What is needed >> Only the lines below starting at the one containing "pixel 379 200" and ending at the one containing "pixel 385 284" belong in the answer, each copied exactly.

*** Block opens ***

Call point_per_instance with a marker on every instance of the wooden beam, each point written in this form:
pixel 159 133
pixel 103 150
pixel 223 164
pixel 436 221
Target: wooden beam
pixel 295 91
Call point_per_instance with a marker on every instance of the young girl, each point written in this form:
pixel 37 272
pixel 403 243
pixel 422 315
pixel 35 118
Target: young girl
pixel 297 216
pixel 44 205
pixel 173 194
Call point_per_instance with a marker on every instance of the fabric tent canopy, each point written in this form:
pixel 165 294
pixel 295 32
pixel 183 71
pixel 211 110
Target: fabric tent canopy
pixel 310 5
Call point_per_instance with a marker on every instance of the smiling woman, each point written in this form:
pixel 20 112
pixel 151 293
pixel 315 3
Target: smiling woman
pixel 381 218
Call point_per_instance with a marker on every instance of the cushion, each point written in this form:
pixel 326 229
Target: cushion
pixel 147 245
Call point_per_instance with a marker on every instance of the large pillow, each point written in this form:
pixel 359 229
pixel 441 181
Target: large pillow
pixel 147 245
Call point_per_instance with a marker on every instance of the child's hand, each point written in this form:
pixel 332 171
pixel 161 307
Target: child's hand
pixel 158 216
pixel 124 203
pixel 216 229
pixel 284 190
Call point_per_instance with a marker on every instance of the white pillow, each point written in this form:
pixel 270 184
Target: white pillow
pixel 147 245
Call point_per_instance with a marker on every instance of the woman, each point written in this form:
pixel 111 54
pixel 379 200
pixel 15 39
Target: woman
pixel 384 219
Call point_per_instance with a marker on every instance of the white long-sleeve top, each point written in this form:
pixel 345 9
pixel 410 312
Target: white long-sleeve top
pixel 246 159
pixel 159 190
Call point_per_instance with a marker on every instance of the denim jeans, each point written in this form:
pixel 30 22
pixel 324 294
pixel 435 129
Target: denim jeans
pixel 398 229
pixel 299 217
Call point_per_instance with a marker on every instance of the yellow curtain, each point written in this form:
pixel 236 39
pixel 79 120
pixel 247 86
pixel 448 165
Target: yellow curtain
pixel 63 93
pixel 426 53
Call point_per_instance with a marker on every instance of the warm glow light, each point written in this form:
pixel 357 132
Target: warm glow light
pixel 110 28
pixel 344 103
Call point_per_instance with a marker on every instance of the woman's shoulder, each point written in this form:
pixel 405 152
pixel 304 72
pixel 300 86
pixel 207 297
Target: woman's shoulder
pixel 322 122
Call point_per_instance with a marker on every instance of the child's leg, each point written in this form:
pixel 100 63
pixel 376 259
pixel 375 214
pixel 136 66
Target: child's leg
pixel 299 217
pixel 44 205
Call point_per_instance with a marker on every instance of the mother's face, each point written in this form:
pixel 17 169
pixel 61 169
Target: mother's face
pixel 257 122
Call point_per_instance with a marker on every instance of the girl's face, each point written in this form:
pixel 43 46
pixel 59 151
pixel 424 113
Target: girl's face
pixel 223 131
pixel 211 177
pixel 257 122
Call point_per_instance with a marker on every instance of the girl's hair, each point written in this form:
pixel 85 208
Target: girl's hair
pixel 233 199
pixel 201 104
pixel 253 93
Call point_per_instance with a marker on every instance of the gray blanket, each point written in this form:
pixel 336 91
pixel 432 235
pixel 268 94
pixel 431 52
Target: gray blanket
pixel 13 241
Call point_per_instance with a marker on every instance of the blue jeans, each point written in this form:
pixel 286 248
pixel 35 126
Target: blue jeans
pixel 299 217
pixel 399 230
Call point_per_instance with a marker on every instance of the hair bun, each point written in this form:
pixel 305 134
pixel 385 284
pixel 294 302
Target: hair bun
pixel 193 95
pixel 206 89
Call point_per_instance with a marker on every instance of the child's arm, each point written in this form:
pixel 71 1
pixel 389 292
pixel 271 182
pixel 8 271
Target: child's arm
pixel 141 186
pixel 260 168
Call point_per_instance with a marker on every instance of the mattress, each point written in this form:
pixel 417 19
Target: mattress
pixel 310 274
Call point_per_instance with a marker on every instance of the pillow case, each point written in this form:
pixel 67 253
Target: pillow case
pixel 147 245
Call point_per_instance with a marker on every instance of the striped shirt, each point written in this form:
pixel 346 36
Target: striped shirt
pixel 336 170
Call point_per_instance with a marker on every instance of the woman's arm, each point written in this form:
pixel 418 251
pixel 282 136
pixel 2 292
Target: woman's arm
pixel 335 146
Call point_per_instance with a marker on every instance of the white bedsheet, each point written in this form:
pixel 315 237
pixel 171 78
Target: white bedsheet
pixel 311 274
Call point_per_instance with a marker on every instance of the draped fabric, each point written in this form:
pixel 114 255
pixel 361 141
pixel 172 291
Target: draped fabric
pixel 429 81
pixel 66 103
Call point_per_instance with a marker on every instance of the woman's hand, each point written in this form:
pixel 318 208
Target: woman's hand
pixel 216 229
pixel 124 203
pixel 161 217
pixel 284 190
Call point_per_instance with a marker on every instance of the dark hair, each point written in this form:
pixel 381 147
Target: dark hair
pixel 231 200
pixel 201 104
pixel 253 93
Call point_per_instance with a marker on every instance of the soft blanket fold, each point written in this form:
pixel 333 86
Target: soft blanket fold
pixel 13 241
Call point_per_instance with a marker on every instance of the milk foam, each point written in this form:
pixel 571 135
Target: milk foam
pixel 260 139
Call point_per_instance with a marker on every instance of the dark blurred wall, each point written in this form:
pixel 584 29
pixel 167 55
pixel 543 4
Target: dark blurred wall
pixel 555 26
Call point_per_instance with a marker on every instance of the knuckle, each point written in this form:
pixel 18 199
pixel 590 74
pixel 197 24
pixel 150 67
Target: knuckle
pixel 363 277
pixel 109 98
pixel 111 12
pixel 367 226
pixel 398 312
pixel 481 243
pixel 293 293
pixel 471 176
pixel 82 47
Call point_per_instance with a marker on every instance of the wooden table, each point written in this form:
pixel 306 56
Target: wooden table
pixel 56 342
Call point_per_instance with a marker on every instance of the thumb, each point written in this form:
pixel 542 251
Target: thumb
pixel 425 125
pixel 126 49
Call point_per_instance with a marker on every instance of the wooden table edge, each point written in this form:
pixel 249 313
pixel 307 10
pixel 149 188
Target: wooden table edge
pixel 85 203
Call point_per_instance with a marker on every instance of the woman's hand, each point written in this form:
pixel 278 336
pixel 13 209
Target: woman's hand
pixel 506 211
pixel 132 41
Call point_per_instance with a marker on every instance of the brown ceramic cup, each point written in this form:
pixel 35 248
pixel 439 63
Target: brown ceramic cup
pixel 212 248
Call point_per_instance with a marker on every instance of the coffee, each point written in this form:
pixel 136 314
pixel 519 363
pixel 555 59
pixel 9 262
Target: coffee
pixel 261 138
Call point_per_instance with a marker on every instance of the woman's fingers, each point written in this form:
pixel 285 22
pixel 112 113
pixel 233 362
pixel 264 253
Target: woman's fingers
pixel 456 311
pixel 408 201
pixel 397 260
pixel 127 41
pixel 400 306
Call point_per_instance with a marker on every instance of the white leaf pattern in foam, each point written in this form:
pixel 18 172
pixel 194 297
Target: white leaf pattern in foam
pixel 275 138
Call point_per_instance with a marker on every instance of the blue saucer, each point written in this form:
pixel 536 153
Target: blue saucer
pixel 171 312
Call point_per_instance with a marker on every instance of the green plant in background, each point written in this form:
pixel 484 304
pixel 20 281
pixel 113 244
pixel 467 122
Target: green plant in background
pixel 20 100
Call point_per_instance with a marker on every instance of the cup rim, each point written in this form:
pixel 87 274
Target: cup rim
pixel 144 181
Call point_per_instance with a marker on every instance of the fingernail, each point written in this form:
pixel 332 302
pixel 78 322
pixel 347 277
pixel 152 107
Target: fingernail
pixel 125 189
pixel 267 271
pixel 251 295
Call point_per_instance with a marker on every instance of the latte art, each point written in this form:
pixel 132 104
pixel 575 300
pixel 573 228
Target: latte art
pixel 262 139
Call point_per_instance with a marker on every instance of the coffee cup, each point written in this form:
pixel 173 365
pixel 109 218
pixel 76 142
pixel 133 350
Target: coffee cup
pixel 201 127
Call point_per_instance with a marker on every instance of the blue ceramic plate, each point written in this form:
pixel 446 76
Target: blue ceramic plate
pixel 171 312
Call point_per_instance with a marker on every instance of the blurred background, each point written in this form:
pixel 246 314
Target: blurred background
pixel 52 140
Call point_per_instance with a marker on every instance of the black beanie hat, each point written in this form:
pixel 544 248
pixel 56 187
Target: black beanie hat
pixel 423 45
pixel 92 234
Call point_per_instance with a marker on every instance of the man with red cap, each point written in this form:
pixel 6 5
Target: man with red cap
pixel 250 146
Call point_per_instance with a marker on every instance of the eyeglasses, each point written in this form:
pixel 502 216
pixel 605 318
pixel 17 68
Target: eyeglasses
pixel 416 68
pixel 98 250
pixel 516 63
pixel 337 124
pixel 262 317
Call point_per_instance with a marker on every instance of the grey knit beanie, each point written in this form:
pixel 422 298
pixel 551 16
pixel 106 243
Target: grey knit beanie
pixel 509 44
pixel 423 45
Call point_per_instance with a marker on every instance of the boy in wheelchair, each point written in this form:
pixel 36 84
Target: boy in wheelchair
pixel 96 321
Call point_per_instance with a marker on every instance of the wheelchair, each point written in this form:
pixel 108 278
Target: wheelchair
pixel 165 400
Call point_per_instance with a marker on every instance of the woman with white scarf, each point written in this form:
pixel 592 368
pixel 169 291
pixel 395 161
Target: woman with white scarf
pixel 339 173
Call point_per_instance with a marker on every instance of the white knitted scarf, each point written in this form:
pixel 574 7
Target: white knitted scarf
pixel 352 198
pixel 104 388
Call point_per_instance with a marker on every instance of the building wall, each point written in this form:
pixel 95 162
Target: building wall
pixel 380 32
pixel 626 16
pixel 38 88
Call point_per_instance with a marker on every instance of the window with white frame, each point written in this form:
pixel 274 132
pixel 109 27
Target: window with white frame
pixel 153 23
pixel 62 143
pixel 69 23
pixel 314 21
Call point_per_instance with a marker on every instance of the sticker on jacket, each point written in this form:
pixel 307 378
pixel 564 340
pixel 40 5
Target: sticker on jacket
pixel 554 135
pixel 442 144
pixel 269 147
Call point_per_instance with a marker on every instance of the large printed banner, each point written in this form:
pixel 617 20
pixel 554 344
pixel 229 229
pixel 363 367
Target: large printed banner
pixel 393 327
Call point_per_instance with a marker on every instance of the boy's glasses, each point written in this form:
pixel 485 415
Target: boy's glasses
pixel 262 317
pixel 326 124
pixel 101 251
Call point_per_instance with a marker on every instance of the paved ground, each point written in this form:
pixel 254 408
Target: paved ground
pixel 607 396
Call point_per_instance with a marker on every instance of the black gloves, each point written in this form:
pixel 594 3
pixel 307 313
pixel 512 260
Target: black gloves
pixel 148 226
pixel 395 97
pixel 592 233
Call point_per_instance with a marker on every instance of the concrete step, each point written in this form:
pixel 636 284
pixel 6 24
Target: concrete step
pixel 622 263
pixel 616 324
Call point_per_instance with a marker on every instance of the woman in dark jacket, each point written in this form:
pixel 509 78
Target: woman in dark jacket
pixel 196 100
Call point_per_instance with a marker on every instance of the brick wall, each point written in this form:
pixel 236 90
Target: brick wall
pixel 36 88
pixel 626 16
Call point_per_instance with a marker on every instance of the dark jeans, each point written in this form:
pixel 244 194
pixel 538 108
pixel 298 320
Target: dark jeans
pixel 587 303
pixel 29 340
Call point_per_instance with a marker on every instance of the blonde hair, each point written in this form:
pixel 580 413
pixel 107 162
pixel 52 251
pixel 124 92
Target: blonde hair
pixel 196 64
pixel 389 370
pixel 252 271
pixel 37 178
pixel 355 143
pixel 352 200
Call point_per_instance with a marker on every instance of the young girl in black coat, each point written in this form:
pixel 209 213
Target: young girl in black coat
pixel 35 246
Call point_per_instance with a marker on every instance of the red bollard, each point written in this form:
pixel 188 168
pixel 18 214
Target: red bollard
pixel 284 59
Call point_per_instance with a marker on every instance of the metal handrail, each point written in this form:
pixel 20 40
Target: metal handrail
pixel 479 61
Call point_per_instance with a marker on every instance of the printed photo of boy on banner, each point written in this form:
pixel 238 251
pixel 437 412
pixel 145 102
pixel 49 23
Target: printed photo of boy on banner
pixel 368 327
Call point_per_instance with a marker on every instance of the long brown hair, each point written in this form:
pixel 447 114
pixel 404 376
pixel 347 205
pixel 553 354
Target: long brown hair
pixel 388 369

*** Block closes ***

Finished exercise >>
pixel 379 200
pixel 15 39
Target: woman
pixel 384 219
Call point_per_instance with a marker on every instance of the white long-sleeve top, each point written in this form:
pixel 345 9
pixel 410 312
Target: white long-sleeve top
pixel 246 159
pixel 159 190
Call point_per_instance with a marker on every instance of the denim jeans, each point written in this form:
pixel 30 22
pixel 324 294
pixel 435 129
Target: denim jeans
pixel 398 229
pixel 299 217
Call point_per_instance with a marker on every instance of the yellow curtain, each point written in this form:
pixel 236 39
pixel 79 120
pixel 247 86
pixel 448 165
Target: yellow curtain
pixel 63 93
pixel 426 53
Call point_per_instance with a marker on every instance of the warm glow light, each point written in this form:
pixel 357 132
Target: warm glow light
pixel 110 28
pixel 344 103
Call point_per_instance with a marker on every instance of the woman's shoulder, each point written in this form:
pixel 405 152
pixel 304 72
pixel 300 86
pixel 207 297
Target: woman's shoulder
pixel 322 122
Call point_per_instance with a marker on every instance of the child's leg, each point written in this form:
pixel 100 63
pixel 376 259
pixel 375 214
pixel 136 66
Target: child's leg
pixel 299 217
pixel 44 205
Call point_per_instance with a marker on every instance of the mother's face, each point written in this form:
pixel 17 169
pixel 61 169
Target: mother's face
pixel 257 122
Call point_per_instance with a marker on every instance of the girl's face, each point written in this form:
pixel 43 46
pixel 59 151
pixel 424 113
Target: girl's face
pixel 223 131
pixel 211 177
pixel 257 122
Call point_per_instance with a marker on every instance of the girl's hair, each point written in this form:
pixel 85 208
Target: girl's hair
pixel 233 199
pixel 201 104
pixel 253 93
Call point_per_instance with a marker on every instance of the gray blanket, each point written in this form:
pixel 336 91
pixel 432 235
pixel 268 94
pixel 431 52
Target: gray blanket
pixel 13 241
Call point_per_instance with a marker on every instance of the blue jeans, each point written in this form:
pixel 286 248
pixel 35 126
Target: blue jeans
pixel 299 217
pixel 399 230
Call point_per_instance with a marker on every instance of the hair bun, each point written in this form:
pixel 305 134
pixel 385 284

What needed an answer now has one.